» List of tasks:
[a] In the passage about coding with Claude, turn the paragraph that begins "In less than 5 minutes Claude created code" into a short bulleted list that keeps its main facts.
[b] According to the passage about coding with Claude, after which version change did the writer find that prompts could be much less technical?
[c] Pick up the passage about coding with Claude after its last sentence and carry it on.

» Excerpted passage:
== == ==

Completely agree with you. I was working on the front-end of an application and I prompted Claude the following: "The endpoint /foo/bar is returning the json below ##json goes here##, show this as cards inside the component FooBaz following the existing design system".

In less than 5 minutes Claude created code that: - encapsulated the api call - modeled the api response using Typescript - created a re-usable and responsive ui component for the card (including a load state) - included it in the right part of the page

Even if I typed at 200wpm I couldn't produce that much code from such a simple prompt.

I also had similar experiences/gains refactoring back-end code.

This being said, there are cases in which writing the code yourself is faster than writing a detailed enough prompt, BUT those cases are becoming exception with new LLM iteration. I noticed that after the jump from Claude 3.7 to Claude 4 my prompts can be way less technical.

The thing is... does your code end there? Would you put that code in production without a deep analysis of what Claude did?

  • I’m not who you replied to but I keep functions small and testable paired with unit tests with a healthy mix of happy/sad path.

== == ==

» Provided material:

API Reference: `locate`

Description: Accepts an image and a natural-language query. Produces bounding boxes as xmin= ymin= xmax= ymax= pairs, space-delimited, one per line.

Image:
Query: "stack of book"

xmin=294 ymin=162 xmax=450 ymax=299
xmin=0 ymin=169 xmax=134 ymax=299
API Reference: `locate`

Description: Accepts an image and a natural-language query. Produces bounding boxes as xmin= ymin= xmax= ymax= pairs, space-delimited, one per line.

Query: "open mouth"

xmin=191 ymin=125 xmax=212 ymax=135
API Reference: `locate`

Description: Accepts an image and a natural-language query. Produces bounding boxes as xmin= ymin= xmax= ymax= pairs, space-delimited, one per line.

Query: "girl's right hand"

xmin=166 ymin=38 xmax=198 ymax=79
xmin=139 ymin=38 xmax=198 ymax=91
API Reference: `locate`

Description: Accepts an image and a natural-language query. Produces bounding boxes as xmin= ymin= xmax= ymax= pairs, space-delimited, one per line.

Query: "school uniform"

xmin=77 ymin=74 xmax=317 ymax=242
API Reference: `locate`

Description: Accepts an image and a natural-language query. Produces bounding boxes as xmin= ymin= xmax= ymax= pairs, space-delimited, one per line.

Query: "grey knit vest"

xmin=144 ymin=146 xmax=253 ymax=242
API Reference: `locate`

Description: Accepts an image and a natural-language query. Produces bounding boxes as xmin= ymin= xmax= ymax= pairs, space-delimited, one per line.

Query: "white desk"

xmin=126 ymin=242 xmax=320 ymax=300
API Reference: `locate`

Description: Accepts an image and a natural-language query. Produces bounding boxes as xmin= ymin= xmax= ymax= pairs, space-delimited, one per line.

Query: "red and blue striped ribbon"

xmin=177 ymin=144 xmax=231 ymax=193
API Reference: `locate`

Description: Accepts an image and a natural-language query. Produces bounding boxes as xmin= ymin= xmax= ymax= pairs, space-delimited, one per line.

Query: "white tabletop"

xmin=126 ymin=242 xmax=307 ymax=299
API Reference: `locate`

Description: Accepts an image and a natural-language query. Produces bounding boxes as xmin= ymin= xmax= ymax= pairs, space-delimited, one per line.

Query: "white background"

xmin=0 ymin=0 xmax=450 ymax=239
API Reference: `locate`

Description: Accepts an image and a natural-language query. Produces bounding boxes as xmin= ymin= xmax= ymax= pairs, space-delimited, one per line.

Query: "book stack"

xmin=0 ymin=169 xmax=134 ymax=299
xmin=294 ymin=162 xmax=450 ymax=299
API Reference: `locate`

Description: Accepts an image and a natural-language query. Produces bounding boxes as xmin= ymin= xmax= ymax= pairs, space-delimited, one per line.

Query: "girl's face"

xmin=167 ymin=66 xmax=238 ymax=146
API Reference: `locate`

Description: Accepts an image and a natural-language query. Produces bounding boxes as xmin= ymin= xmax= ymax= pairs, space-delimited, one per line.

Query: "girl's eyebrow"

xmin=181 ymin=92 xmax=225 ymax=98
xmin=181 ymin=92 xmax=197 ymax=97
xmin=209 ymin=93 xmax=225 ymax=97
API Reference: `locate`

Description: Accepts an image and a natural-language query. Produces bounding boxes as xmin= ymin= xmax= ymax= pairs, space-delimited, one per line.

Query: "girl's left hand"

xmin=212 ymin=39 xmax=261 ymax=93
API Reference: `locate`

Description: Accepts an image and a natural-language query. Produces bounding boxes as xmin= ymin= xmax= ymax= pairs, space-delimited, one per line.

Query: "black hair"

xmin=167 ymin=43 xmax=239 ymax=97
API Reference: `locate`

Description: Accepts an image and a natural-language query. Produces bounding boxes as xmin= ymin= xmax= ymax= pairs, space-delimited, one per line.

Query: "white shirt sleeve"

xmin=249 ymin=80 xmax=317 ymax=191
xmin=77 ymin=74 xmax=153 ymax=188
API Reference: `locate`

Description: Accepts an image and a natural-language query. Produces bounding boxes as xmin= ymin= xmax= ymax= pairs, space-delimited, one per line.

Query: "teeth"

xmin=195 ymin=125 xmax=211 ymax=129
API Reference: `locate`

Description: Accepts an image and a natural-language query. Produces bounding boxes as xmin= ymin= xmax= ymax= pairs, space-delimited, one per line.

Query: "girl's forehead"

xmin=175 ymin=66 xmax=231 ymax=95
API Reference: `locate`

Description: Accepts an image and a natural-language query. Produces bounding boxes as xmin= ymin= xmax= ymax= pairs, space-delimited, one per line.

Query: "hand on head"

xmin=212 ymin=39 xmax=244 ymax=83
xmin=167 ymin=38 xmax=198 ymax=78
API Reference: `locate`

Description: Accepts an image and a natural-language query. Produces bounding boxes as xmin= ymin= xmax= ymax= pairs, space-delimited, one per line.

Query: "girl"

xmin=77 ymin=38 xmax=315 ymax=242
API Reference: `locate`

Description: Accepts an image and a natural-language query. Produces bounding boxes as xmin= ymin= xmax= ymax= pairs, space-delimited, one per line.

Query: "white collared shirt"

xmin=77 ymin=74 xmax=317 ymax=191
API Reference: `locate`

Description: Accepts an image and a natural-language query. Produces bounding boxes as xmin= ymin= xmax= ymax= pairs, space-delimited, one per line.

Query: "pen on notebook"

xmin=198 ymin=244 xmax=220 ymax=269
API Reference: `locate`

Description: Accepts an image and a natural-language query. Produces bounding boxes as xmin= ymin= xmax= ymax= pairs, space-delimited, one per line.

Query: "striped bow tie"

== == ==

» Outputs by task:
[a]
In under 5 minutes, Claude wrote code that:
- wrapped the API call
- modeled the API response in TypeScript
- built a reusable, responsive card component with a load state
- placed it in the right part of the page

[b] After the jump from Claude 3.7 to Claude 4.

[c]
    Afterwards I make sure the LLM passes all the tests before I spend my time to review the code.

    I find this process keeps the iterations count low for review -> prompt -> review.

    I personally love writing code with an LLM. I’m a sloppy typist but love programming. I find it’s a great burnout prevention.

    For context: node.js development/React (a very LLM friendly stack.)

  • (GP) I wouldn't, but it would get me close enough that I can do the work that's more intellectually stimulating. Sometimes you need the people to do the concrete for a driveway, and sometimes you need to be signing off on the way the concrete was done, perhaps making some tweaks during the early stages.